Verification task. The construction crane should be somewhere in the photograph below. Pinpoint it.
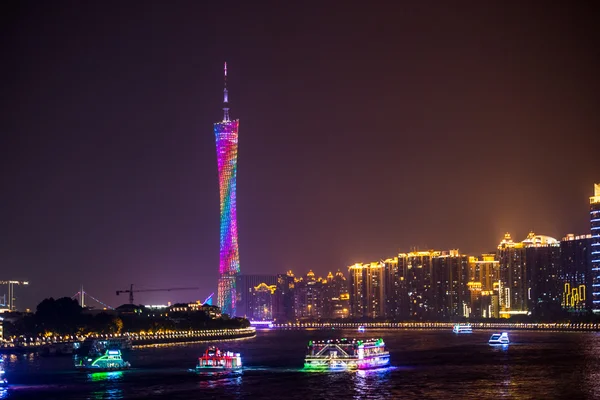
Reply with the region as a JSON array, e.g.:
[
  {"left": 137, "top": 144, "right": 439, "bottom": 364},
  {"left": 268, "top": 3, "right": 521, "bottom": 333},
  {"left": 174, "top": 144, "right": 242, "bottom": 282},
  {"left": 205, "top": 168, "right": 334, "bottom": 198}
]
--
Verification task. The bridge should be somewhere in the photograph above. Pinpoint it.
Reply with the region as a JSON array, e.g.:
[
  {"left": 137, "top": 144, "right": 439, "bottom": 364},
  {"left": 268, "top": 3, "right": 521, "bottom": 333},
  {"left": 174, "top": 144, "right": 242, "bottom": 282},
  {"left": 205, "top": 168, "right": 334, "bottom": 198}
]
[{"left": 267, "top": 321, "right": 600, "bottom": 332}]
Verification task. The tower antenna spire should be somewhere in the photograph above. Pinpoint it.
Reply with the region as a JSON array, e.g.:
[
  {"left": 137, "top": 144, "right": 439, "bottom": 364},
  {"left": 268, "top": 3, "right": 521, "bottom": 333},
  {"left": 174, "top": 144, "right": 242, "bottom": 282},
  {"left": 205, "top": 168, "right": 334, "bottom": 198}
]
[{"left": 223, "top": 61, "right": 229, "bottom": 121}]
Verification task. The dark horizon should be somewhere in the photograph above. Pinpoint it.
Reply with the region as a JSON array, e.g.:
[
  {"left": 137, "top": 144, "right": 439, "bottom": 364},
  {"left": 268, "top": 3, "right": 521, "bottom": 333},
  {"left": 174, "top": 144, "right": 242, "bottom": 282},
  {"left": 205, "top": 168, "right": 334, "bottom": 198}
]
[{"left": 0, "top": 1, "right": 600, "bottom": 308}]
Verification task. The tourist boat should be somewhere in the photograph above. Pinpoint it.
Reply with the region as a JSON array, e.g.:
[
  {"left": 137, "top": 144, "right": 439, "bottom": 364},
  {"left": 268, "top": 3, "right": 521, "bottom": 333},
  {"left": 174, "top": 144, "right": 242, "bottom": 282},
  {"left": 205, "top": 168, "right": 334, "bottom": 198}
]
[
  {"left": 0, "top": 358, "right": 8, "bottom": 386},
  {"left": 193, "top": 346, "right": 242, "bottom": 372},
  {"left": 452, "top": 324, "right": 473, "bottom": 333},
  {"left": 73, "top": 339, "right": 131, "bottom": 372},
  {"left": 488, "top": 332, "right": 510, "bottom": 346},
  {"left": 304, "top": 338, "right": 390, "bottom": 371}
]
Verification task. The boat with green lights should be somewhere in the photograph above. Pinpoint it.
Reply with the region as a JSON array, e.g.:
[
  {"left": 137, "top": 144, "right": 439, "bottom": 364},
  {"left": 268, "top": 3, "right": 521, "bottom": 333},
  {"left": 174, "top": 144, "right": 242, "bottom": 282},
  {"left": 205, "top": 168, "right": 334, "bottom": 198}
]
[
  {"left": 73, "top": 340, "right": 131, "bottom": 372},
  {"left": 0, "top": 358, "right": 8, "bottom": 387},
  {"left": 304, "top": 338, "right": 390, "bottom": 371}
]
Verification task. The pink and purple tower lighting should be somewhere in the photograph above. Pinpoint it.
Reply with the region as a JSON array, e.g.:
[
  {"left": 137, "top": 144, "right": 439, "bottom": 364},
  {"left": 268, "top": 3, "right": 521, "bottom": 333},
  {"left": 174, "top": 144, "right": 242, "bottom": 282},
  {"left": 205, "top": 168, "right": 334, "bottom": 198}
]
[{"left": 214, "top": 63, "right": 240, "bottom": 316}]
* * *
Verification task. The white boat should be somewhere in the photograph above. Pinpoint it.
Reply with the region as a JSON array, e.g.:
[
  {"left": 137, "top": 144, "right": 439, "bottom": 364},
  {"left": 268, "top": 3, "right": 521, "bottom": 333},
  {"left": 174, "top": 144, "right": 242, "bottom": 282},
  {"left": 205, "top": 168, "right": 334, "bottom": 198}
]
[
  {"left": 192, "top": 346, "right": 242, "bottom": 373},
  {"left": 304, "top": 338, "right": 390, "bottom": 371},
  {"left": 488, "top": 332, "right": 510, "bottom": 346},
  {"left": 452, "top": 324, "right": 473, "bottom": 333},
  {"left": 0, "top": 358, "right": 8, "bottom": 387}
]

### EXERCISE DIRECTIONS
How many lines in the material above contain the string "tower"? Reply with the number alone.

### TASK SOLUTION
2